#### Job:
Write out every entry exactly as it appears.
::: Record extracts
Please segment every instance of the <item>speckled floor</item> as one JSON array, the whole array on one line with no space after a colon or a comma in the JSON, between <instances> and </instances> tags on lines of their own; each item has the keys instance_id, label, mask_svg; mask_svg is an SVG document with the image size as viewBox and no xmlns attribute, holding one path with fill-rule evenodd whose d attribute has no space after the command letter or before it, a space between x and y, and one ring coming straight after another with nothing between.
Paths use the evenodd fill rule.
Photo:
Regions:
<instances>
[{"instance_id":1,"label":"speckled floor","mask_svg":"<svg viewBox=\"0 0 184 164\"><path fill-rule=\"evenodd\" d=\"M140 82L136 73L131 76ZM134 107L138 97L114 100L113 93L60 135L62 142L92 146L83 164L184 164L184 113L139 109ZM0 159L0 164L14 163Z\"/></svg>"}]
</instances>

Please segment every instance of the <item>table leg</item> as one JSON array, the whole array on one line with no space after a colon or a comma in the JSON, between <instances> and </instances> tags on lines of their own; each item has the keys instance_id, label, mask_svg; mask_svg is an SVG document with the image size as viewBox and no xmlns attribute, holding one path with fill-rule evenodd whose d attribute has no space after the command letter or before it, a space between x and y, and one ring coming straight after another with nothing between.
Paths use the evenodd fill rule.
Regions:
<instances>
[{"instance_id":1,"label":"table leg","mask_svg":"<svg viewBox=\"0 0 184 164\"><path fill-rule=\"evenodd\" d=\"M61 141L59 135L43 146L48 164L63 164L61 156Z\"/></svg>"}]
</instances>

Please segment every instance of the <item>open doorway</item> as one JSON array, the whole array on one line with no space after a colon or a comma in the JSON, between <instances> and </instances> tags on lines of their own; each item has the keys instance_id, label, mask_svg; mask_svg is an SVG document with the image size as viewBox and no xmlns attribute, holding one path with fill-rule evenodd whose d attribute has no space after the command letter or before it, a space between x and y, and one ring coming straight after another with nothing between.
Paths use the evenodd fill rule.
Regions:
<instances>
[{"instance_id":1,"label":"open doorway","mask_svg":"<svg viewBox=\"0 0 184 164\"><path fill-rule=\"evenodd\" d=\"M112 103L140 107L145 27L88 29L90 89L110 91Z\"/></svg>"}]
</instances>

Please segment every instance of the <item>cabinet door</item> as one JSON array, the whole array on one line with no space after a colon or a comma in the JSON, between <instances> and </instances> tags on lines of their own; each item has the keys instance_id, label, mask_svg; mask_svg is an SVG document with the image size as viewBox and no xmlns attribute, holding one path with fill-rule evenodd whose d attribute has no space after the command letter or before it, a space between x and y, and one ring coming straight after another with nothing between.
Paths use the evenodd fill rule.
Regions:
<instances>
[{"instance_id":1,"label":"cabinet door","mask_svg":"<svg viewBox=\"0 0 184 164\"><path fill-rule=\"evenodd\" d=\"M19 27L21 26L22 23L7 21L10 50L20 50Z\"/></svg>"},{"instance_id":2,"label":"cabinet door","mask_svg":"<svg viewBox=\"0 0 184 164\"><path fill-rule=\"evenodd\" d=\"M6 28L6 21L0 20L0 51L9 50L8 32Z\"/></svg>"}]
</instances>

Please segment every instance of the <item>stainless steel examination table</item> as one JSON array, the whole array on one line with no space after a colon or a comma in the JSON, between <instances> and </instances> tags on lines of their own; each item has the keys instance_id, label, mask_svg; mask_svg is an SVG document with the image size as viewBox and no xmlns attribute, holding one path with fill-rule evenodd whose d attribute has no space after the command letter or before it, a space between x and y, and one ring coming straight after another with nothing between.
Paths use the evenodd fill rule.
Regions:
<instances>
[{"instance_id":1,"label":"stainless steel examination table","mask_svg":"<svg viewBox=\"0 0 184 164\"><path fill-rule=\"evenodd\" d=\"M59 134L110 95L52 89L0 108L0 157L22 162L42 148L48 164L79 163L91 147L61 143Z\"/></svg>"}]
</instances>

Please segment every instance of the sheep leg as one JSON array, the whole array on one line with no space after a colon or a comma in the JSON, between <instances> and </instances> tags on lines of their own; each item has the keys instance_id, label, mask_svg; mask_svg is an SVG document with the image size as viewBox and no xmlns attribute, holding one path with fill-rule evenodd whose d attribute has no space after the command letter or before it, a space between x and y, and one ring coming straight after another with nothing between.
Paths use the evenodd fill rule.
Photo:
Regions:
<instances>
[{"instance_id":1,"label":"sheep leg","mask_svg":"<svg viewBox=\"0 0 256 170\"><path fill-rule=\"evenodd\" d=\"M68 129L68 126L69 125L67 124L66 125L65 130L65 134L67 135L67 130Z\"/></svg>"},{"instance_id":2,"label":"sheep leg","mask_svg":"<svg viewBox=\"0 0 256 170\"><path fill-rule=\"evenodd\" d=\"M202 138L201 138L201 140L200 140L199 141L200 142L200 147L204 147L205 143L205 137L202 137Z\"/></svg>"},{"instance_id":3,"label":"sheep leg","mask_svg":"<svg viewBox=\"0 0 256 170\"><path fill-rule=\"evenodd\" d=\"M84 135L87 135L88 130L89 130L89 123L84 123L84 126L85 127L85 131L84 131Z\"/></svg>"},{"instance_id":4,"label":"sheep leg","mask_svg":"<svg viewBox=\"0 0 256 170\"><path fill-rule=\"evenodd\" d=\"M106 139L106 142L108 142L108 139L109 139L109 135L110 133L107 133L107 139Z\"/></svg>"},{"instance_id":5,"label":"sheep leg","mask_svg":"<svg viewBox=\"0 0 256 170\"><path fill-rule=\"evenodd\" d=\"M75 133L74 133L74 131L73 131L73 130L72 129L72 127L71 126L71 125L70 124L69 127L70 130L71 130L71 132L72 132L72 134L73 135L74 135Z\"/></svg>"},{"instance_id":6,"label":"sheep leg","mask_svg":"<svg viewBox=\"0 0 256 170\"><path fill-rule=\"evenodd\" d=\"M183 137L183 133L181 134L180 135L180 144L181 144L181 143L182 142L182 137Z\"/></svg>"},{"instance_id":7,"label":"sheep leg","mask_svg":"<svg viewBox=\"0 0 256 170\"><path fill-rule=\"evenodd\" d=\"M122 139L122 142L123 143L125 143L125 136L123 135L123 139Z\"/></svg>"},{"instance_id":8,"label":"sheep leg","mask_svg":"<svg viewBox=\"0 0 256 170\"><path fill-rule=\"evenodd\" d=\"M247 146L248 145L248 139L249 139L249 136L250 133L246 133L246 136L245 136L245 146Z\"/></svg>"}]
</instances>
::::::
#### Response to the exercise:
Please segment every instance of the <item>speckled floor</item> as one JSON array, the whole array on one line with no space after a colon or a comma in the JSON, between <instances> and </instances> tags on lines of their own; each item has the keys instance_id, label, mask_svg; mask_svg is an SVG document with the image size as viewBox and no xmlns attribute, holding one path with fill-rule evenodd whose d attribute has no space after the command letter or before it, a space between x and y, and one ring coming straight after another with nothing between.
Paths use the evenodd fill rule.
Photo:
Regions:
<instances>
[{"instance_id":1,"label":"speckled floor","mask_svg":"<svg viewBox=\"0 0 184 164\"><path fill-rule=\"evenodd\" d=\"M140 82L136 73L131 76ZM134 107L138 97L114 100L113 93L60 135L62 142L92 146L83 164L184 164L184 113L139 109ZM0 159L0 164L14 163Z\"/></svg>"}]
</instances>

Please segment every instance of the <item>table leg</item> as one JSON array, the whole array on one line with no space after a colon or a comma in the JSON, between <instances> and </instances> tags on lines of their own; each item has the keys instance_id, label, mask_svg; mask_svg is an SVG document with the image size as viewBox and no xmlns attribute, holding one path with fill-rule evenodd whose d attribute has no space after the command letter or before it, a space between x and y, and one ring coming straight after another with nothing between.
Paths use the evenodd fill rule.
Regions:
<instances>
[{"instance_id":1,"label":"table leg","mask_svg":"<svg viewBox=\"0 0 184 164\"><path fill-rule=\"evenodd\" d=\"M61 141L59 135L43 146L48 164L63 164L61 156Z\"/></svg>"}]
</instances>

Please segment every instance of the <item>open doorway</item> as one JSON array, the whole array on one line with no space after a colon or a comma in the JSON, between <instances> and </instances> tags on lines of their own; each item has the keys instance_id, label, mask_svg; mask_svg is an SVG document with the image size as viewBox and no xmlns attribute, holding one path with fill-rule evenodd whose d attribute has no space after the command letter or before it, a space between x and y, and one ring coming straight after another with nothing between.
Paths use the evenodd fill rule.
Regions:
<instances>
[{"instance_id":1,"label":"open doorway","mask_svg":"<svg viewBox=\"0 0 184 164\"><path fill-rule=\"evenodd\" d=\"M112 103L140 107L145 27L88 29L90 89L110 91Z\"/></svg>"}]
</instances>

Please segment every instance of the <item>cabinet door</item> as one JSON array, the whole array on one line with no space after a colon or a comma in the JSON, between <instances> and </instances> tags on lines of their own; each item has the keys instance_id, label, mask_svg; mask_svg is an SVG document with the image size as viewBox and no xmlns attribute, holding one path with fill-rule evenodd whose d attribute has no space after the command letter or before it, a space between x and y, and one ring coming straight after another with nothing between.
Paths use the evenodd fill rule.
Regions:
<instances>
[{"instance_id":1,"label":"cabinet door","mask_svg":"<svg viewBox=\"0 0 184 164\"><path fill-rule=\"evenodd\" d=\"M19 27L21 26L22 23L7 21L10 50L20 50Z\"/></svg>"},{"instance_id":2,"label":"cabinet door","mask_svg":"<svg viewBox=\"0 0 184 164\"><path fill-rule=\"evenodd\" d=\"M6 28L6 21L0 20L0 51L9 50L8 32Z\"/></svg>"}]
</instances>

Please segment every instance of the <item>stainless steel examination table</item> as one JSON array, the whole array on one line with no space after a colon or a comma in the JSON, between <instances> and </instances> tags on lines of their own; each item has the keys instance_id, label, mask_svg; mask_svg is an SVG document with the image size as viewBox and no xmlns attribute, holding one path with fill-rule evenodd whose d attribute has no space after the command letter or before it, a space between x and y, and one ring coming straight after another with nothing between.
Paths use the evenodd fill rule.
Regions:
<instances>
[{"instance_id":1,"label":"stainless steel examination table","mask_svg":"<svg viewBox=\"0 0 184 164\"><path fill-rule=\"evenodd\" d=\"M59 134L110 95L52 89L0 108L0 157L22 162L42 148L48 164L79 163L91 147L61 143Z\"/></svg>"}]
</instances>

Please segment every instance of the sheep leg as one JSON array, the whole array on one line with no space after a colon or a comma in the JSON, between <instances> and </instances> tags on lines of their own; each item has the keys instance_id, label, mask_svg; mask_svg is an SVG document with the image size as viewBox and no xmlns attribute, holding one path with fill-rule evenodd whose d attribute has no space after the command letter or before it, a space between x and y, and one ring coming straight after another with nothing between.
Paths use the evenodd fill rule.
Photo:
Regions:
<instances>
[{"instance_id":1,"label":"sheep leg","mask_svg":"<svg viewBox=\"0 0 256 170\"><path fill-rule=\"evenodd\" d=\"M68 129L68 126L69 125L67 124L66 125L65 130L65 134L67 135L67 130Z\"/></svg>"},{"instance_id":2,"label":"sheep leg","mask_svg":"<svg viewBox=\"0 0 256 170\"><path fill-rule=\"evenodd\" d=\"M202 138L201 138L201 140L200 140L199 141L200 142L200 147L204 147L205 143L205 137L202 137Z\"/></svg>"},{"instance_id":3,"label":"sheep leg","mask_svg":"<svg viewBox=\"0 0 256 170\"><path fill-rule=\"evenodd\" d=\"M84 135L87 135L88 130L89 130L89 123L84 123L84 126L85 127L85 131L84 131Z\"/></svg>"},{"instance_id":4,"label":"sheep leg","mask_svg":"<svg viewBox=\"0 0 256 170\"><path fill-rule=\"evenodd\" d=\"M106 139L106 142L108 142L108 139L109 139L109 135L110 133L107 133L107 139Z\"/></svg>"},{"instance_id":5,"label":"sheep leg","mask_svg":"<svg viewBox=\"0 0 256 170\"><path fill-rule=\"evenodd\" d=\"M75 133L74 133L74 131L73 131L73 130L72 129L72 127L71 126L71 125L70 124L69 127L70 130L71 130L71 132L72 132L72 134L73 135L74 135Z\"/></svg>"},{"instance_id":6,"label":"sheep leg","mask_svg":"<svg viewBox=\"0 0 256 170\"><path fill-rule=\"evenodd\" d=\"M183 137L183 133L181 134L180 135L180 144L181 144L181 143L182 142L182 137Z\"/></svg>"},{"instance_id":7,"label":"sheep leg","mask_svg":"<svg viewBox=\"0 0 256 170\"><path fill-rule=\"evenodd\" d=\"M122 139L122 142L123 143L125 143L125 136L123 135L123 139Z\"/></svg>"},{"instance_id":8,"label":"sheep leg","mask_svg":"<svg viewBox=\"0 0 256 170\"><path fill-rule=\"evenodd\" d=\"M247 146L248 145L248 139L249 139L249 136L250 133L246 133L246 136L245 136L245 146Z\"/></svg>"}]
</instances>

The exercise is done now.